■ **THE INPUT**:

** BEGIN **

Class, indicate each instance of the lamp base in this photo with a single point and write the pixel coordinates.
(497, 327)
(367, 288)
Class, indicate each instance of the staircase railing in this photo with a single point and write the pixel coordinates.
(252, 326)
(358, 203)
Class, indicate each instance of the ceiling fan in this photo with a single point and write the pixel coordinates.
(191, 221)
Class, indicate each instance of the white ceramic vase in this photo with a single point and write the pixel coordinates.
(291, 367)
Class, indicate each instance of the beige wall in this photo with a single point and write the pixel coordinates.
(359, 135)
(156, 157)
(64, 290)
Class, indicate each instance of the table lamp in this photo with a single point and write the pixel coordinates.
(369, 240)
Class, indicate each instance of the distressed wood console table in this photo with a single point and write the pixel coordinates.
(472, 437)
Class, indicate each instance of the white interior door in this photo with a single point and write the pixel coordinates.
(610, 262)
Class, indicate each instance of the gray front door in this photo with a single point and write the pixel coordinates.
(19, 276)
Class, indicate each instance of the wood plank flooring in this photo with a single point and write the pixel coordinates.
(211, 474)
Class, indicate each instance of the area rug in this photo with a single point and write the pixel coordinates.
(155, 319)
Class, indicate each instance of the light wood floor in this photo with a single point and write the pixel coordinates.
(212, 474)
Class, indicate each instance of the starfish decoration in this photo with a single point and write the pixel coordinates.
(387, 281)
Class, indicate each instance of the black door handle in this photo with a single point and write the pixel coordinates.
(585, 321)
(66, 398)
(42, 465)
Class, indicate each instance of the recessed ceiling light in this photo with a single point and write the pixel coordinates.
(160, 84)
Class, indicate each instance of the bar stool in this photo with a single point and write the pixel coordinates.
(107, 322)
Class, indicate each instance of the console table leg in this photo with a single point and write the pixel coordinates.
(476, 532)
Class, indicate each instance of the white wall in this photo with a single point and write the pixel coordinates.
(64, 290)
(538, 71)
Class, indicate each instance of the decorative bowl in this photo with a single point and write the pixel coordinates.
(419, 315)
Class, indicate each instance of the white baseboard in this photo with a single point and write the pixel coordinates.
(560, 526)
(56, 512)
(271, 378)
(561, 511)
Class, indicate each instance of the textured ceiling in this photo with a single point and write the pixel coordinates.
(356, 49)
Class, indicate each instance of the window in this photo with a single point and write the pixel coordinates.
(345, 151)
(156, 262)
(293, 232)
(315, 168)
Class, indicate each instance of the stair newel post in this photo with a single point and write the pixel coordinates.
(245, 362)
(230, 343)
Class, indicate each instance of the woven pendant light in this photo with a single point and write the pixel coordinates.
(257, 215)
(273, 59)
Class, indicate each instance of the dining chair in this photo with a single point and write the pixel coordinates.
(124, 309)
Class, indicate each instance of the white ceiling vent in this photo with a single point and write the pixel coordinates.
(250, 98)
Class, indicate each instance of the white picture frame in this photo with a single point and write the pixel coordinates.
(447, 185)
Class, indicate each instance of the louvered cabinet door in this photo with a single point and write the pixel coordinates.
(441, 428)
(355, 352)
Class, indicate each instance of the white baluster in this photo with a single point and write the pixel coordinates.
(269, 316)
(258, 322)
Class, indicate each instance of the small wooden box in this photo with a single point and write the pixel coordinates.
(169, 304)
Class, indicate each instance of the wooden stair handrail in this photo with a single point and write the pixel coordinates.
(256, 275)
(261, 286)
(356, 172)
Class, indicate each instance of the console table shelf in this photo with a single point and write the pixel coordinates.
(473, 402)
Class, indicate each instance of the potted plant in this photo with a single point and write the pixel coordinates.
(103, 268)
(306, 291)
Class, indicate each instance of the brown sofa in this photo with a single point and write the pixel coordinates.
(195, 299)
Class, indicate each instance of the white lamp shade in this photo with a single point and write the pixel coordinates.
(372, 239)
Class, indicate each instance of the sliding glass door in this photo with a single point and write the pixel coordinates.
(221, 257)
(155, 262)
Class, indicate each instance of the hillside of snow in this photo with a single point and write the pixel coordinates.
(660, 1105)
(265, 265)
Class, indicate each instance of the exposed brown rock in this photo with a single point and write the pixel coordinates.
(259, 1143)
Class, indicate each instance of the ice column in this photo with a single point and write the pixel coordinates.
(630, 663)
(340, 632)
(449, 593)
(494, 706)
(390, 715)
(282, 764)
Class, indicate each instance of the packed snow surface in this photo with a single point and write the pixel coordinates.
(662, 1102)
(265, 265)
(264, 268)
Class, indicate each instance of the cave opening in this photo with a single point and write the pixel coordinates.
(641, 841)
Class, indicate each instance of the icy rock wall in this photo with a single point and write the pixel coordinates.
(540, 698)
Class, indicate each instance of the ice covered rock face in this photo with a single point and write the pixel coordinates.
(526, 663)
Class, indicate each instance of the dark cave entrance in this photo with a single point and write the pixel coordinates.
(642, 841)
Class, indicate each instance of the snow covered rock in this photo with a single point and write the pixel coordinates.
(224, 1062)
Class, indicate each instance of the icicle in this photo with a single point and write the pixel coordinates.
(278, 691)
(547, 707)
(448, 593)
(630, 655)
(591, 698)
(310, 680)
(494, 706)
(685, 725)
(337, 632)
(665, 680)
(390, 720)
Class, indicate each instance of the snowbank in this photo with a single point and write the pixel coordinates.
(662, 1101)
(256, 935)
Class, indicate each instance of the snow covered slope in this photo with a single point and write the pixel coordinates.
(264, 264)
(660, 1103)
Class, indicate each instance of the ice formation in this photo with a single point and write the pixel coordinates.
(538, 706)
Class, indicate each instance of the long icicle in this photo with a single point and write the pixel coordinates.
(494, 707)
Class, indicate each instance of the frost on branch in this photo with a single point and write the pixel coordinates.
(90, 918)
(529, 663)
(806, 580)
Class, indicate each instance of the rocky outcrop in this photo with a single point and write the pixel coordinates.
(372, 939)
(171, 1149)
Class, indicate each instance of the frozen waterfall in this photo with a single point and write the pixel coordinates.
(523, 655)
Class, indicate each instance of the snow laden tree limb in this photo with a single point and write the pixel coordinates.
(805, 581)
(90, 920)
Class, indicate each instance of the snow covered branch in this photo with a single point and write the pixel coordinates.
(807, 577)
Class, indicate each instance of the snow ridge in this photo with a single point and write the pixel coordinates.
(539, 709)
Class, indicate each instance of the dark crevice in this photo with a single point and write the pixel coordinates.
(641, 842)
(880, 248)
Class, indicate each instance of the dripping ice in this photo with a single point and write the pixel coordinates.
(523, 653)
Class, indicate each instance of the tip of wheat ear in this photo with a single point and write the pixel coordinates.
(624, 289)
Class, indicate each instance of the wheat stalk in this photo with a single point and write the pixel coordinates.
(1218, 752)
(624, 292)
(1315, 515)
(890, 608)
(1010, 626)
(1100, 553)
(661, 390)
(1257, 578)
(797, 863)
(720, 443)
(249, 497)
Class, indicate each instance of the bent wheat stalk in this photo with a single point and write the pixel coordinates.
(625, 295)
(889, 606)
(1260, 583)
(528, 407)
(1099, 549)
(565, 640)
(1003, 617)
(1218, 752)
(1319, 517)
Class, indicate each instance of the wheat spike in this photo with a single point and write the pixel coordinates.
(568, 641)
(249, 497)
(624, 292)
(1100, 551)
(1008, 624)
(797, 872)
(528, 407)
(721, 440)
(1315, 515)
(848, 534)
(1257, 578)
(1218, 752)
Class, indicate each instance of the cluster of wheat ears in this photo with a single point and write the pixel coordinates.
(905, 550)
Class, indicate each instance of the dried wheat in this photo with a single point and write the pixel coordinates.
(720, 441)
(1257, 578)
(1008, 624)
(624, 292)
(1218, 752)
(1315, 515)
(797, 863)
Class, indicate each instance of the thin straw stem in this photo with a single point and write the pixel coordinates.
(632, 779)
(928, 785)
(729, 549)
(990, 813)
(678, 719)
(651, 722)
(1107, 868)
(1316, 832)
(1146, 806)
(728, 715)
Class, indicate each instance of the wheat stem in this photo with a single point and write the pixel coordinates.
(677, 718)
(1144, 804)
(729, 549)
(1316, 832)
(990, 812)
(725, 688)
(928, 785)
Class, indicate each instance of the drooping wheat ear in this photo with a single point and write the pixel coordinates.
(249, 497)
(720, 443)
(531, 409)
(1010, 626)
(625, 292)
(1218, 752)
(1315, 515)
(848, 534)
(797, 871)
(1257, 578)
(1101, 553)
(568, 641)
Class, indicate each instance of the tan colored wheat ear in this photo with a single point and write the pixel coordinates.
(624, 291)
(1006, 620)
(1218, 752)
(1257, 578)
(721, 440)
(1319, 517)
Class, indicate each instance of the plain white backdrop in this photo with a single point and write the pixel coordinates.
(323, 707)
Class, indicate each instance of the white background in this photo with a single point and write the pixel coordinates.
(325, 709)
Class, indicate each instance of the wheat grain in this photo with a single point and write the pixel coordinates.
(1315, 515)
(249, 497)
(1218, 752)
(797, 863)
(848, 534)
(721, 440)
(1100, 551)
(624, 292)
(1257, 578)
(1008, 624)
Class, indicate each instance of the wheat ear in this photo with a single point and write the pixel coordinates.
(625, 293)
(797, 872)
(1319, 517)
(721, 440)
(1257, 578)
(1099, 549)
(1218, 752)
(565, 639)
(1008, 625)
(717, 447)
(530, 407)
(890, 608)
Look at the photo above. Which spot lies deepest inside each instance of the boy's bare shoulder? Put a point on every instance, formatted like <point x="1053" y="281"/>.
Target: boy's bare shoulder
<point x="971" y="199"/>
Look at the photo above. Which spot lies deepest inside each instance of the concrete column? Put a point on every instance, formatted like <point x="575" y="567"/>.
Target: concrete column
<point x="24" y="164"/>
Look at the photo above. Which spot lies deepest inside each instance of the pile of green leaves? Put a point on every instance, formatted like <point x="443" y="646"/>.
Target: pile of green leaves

** END **

Could you edit the records from the line containing "Class, indicate each instance of the icicle" through the line containing "(171, 1149)", swapping "single point" for "single marker" and keeping everything else the same? Return only those lines.

■ **COMPLETE RESPONSE**:
Class, indicate each instance of the icicle in this photo with a single marker and write the pixel coordinates.
(278, 691)
(547, 707)
(448, 593)
(630, 655)
(591, 698)
(310, 680)
(494, 706)
(685, 725)
(337, 632)
(665, 680)
(390, 720)
Class, indicate each instance of the snowbank in this photo with a single marker and write the pixel coordinates.
(662, 1101)
(256, 935)
Class, indicate each instance of the snow covered slope in this photo with a single marker and write the pixel coordinates.
(264, 264)
(660, 1103)
Class, indicate each instance of the ice formation in this photo with a single marker and write the pixel coordinates.
(538, 706)
Class, indicate each instance of the long icicle in this photo with a single marker and write the pixel coordinates.
(494, 707)
Class, indicate each instance of the frost on branch in this photo with a single marker and write the pixel coordinates.
(90, 918)
(529, 663)
(806, 580)
Class, indicate each instance of the rocky outcrop in this photo with a single marker and write the pixel coordinates.
(372, 939)
(171, 1149)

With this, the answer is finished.